### Source text:
□ □ □ □ □ □ □
We are delighted to announce the papers that have been accepted to ACM SYSTOR’22.
Overflowing Emerging Neural Network Inference Tasks from the GPU to the CPU on Heterogeneous Servers
Adithya Kumar, Anand Sivasubramaniam, Timothy Zhu (The Pennsylvania State University)
While current deep learning (DL) inference runtime systems sequentially offload the model’s tasks on to an available GPU/accelerator based on its capability, we make a case for selectively redirecting some of these tasks to the CPU and running them concurrently with the GPU doing other work. This new opportunity specifically arises for emerging DL models whose data flow graphs (DFGs) have much wider fan-outs compared to traditional ones which are invariably linear chains of tasks. By opportunistically moving some of these tasks to the CPU, we can (i) shave off service times from the critical path of the DFG, (ii) devote the GPU for more deserving tasks, and (iii) improve overall utilization of the provisioned hardware in the server. However, several factors such as its criticality in the DFG, slowdown when moved to a different hardware engine, and overheads in transferring input/output data across these engines, determine the what/when/how of tasks to be directed. While this is computationally demanding and slow to be solved optimally, through a series of rationales we derive a fast technique for task overflow from GPU to CPU. We implement this technique on a heterogeneous concurrent runtime engine built on top of the state-of-the-art ONNXRuntime engine and demonstrate > 10\% reduction in latency, > 19\% gain in throughput, and > 9.8\% savings in GPU memory usage for emerging neural network models.
I/O Interface Independence with xNVMe
Simon A. F. Lund (Samsung), Philippe Bonnet (IT University of Copenhagen), Klaus Jensen, Javier Gonzalez (Samsung)
□ □ □ □ □ □ □
### Material provided:
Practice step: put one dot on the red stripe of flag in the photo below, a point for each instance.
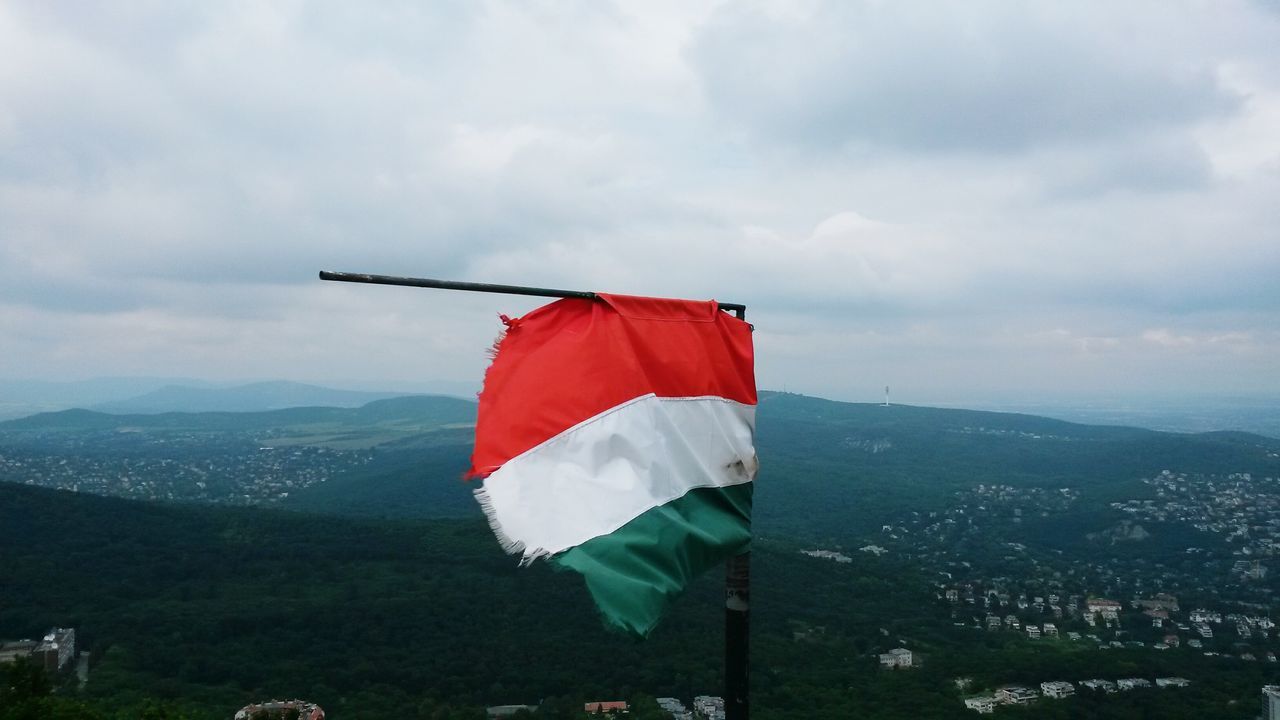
□ □ □ □ □ □ □
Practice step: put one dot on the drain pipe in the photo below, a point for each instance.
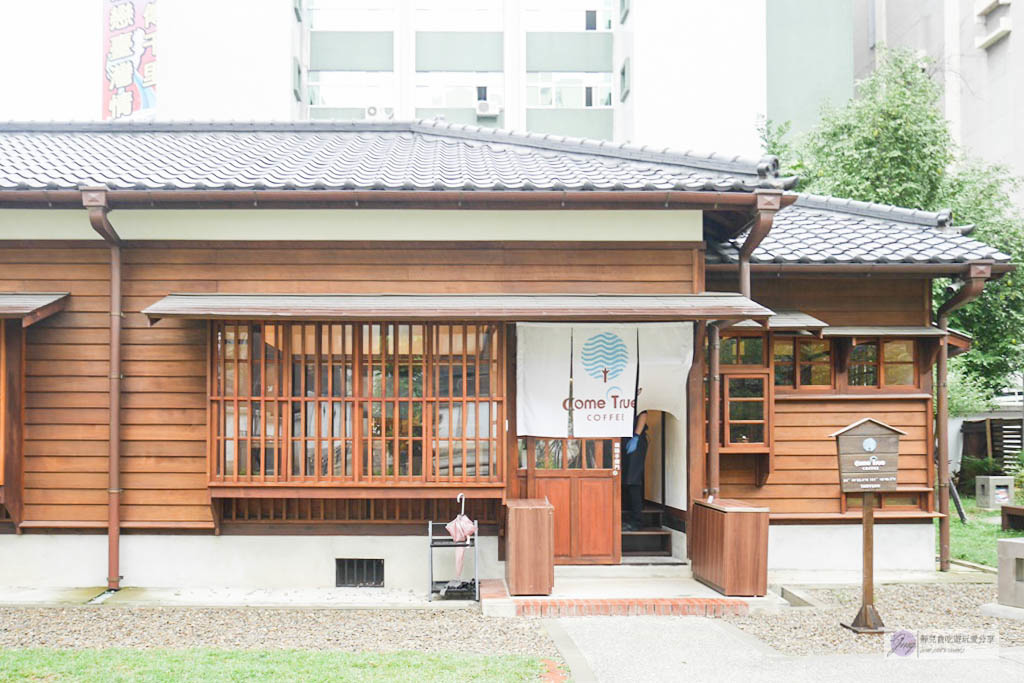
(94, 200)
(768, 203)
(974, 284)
□ □ □ □ □ □ □
### Goal:
Continue the SYSTOR'22 accepted-papers announcement from the point where it stops.

### Written answer:
The tight coupling of data-intensive systems and I/O interface has been a problem for years. A database system, relying on an specific I/O backend for direct asynchronous I/Os, such as libaio, inherits its limitations in terms of portability, expressiveness and performance. The emergence of high-performance NVMe Solid-State Drives (SSDs), enabling new command sets, compounds this problem. Indeed, efforts to streamline the I/O stack have led to the introduction of new, complex and idiosyncratic I/O interfaces such as SPDK, io_uring or asynchronous ioctls. What is the appropriate I/O interface for a given system? How can applications effectively leverage SSD and end-to-end I/O interface innovations? Is I/O interface lock-in a necessary evil for data- intensive systems and storage services? Our answer to the latter question is no. Our answer to the former questions is nwio, a cross-platform user-space library that provides I/O-interface independence to user-space software. In this paper, we present the nwio API, we detail its design and we show that nwio has a negligible cost atop the most efficient I/O interfaces on Linux, FreeBSD and Windows.
Dedup-for-Speed: Storing Duplications in Fast Flash Mode for Enhanced Read Performance
Jaeyong Bae, Jaehyung Park, Yuhun Jun, Euiseong Seo (Sungkyunkwan University)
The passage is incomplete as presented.